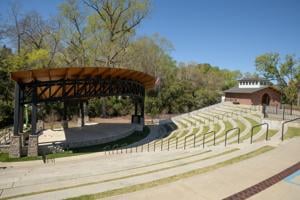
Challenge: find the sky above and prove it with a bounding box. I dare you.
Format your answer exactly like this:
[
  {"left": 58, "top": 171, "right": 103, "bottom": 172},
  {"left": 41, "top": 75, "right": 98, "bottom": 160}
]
[{"left": 0, "top": 0, "right": 300, "bottom": 72}]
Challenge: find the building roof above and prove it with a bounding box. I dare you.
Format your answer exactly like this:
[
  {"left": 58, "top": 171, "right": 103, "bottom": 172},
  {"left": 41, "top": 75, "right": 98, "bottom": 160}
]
[
  {"left": 238, "top": 77, "right": 270, "bottom": 82},
  {"left": 11, "top": 67, "right": 155, "bottom": 89},
  {"left": 224, "top": 86, "right": 279, "bottom": 94}
]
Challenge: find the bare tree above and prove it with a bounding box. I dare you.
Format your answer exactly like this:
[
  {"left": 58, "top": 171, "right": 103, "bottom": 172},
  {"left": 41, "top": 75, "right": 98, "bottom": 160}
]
[{"left": 83, "top": 0, "right": 149, "bottom": 67}]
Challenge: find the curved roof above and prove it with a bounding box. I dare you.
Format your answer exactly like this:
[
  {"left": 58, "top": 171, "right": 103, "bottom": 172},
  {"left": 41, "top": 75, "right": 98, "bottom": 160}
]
[
  {"left": 11, "top": 67, "right": 155, "bottom": 89},
  {"left": 223, "top": 86, "right": 280, "bottom": 94}
]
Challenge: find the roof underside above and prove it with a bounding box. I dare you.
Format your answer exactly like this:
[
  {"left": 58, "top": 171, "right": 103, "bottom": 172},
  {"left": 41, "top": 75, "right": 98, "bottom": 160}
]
********
WORK TO BE COMPLETED → Write out all of the records above again word for word, but without the pictures.

WRITTEN RESPONSE →
Challenge: find the sky above and prove it with a bounding box. I dare you.
Format your answer exactly like this:
[
  {"left": 58, "top": 171, "right": 103, "bottom": 172},
  {"left": 41, "top": 75, "right": 98, "bottom": 160}
]
[{"left": 0, "top": 0, "right": 300, "bottom": 72}]
Challenge: find the building roof above and prove it with a bounding box. I dare you.
Format your answer exactly like this:
[
  {"left": 58, "top": 171, "right": 103, "bottom": 172},
  {"left": 41, "top": 75, "right": 98, "bottom": 160}
]
[
  {"left": 238, "top": 77, "right": 270, "bottom": 82},
  {"left": 11, "top": 67, "right": 155, "bottom": 89},
  {"left": 224, "top": 86, "right": 279, "bottom": 94}
]
Challenge: find the bare tree above and prove it with a bounding box. I dare you.
Format your answer exactly like this:
[
  {"left": 58, "top": 171, "right": 103, "bottom": 172},
  {"left": 41, "top": 75, "right": 98, "bottom": 160}
]
[{"left": 83, "top": 0, "right": 149, "bottom": 67}]
Challenge: find the curved roof above and prove it with a bounding box. I dare you.
Format your answer exactly like this:
[
  {"left": 58, "top": 171, "right": 103, "bottom": 172},
  {"left": 41, "top": 75, "right": 98, "bottom": 160}
]
[
  {"left": 11, "top": 67, "right": 155, "bottom": 89},
  {"left": 223, "top": 86, "right": 280, "bottom": 94}
]
Challenge: find the roof underside above and prove it with a bounding box. I dare you.
Format your answer exactly like this:
[
  {"left": 58, "top": 171, "right": 103, "bottom": 172},
  {"left": 41, "top": 75, "right": 98, "bottom": 160}
]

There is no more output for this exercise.